### What the task requires
Copy the passage of the encyclopedia entry on anticholinergic medicines word for word, starting at "Medical Encyclopedia" and ending at "of muscarinic blockade.".

### Text passage
Medical Encyclopedia
A medicine property that blocks acetylcholine in the nervous system, causing dry mouth, urinary retention, and constipation.
Also known as: Muscarinic antagonist, Antimuscarinic
Anticholinergic refers to the property of a medicine that blocks the action of acetylcholine - one of the body's most important neurotransmitters - at muscarinic receptors. Acetylcholine drives parasympathetic nervous system activity ('rest and digest'), so blocking it produces a characteristic set of effects: dry mouth, blurred vision, dilated pupils, urinary retention, constipation, decreased sweating, tachycardia, and at higher doses confusion, agitation, and delirium. Memorized in medical training as 'dry as a bone, red as a beet, hot as a hare, blind as a bat, mad as a hatter,' this toxidrome captures the systemic impact of muscarinic blockade.

### Provided information
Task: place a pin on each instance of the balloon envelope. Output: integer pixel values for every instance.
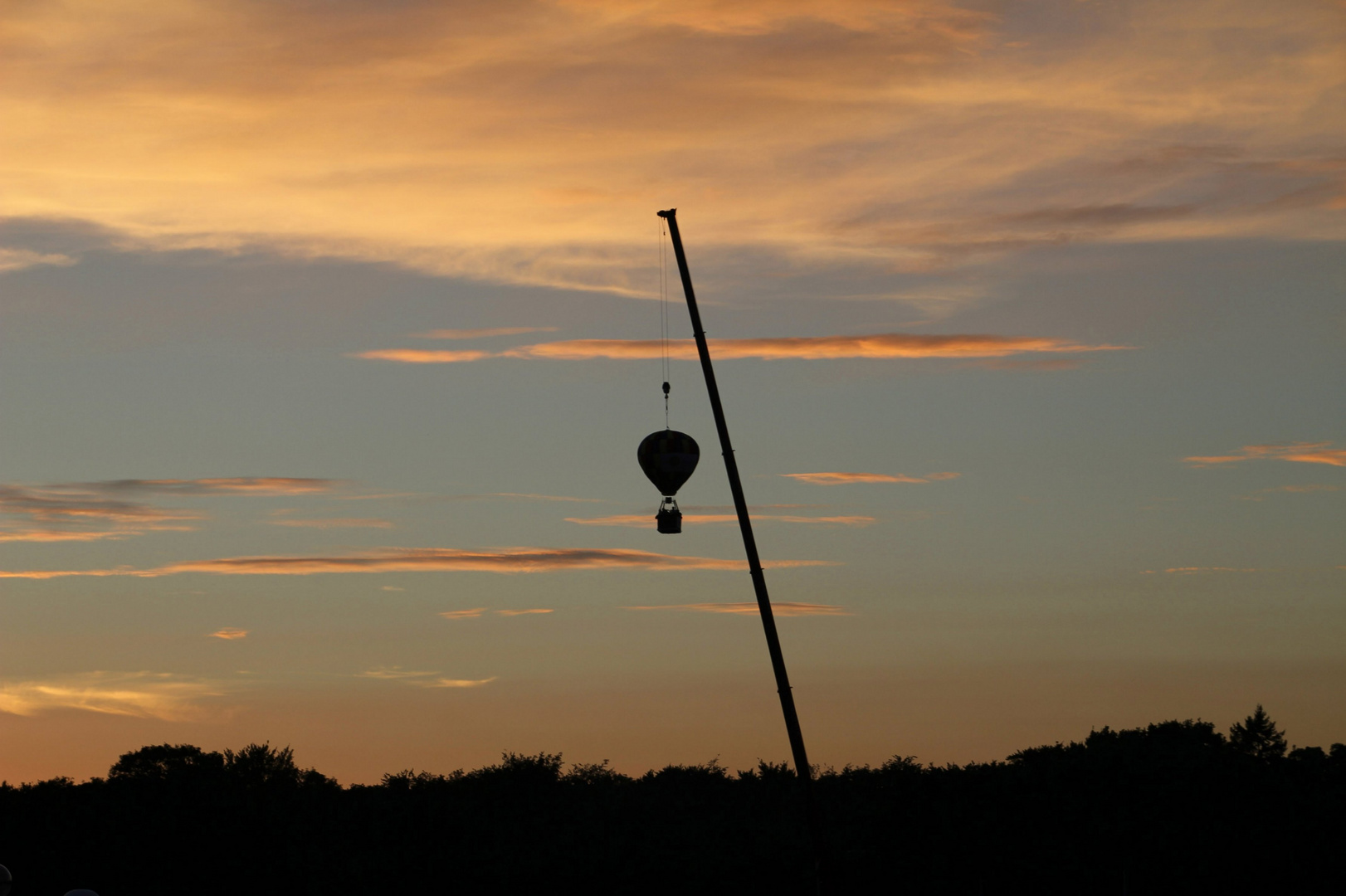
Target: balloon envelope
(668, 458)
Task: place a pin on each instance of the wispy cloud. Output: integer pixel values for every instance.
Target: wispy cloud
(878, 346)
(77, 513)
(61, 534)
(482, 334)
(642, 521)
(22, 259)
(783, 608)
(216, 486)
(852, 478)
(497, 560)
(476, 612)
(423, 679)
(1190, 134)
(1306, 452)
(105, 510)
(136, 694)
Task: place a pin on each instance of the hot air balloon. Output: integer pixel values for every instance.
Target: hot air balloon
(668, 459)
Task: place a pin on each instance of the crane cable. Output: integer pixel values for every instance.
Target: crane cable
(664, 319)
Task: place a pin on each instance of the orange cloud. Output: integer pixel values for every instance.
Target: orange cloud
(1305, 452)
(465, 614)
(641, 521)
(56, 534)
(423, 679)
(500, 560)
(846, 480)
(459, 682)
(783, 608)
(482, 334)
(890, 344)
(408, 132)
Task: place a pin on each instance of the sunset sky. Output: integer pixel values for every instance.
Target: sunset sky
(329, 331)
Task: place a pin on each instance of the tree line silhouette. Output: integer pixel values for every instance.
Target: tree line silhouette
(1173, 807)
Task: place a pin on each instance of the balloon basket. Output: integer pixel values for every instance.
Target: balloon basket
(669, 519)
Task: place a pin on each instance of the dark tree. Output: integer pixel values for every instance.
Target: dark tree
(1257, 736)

### Response below
Medical Encyclopedia
A medicine property that blocks acetylcholine in the nervous system, causing dry mouth, urinary retention, and constipation.
Also known as: Muscarinic antagonist, Antimuscarinic
Anticholinergic refers to the property of a medicine that blocks the action of acetylcholine - one of the body's most important neurotransmitters - at muscarinic receptors. Acetylcholine drives parasympathetic nervous system activity ('rest and digest'), so blocking it produces a characteristic set of effects: dry mouth, blurred vision, dilated pupils, urinary retention, constipation, decreased sweating, tachycardia, and at higher doses confusion, agitation, and delirium. Memorized in medical training as 'dry as a bone, red as a beet, hot as a hare, blind as a bat, mad as a hatter,' this toxidrome captures the systemic impact of muscarinic blockade.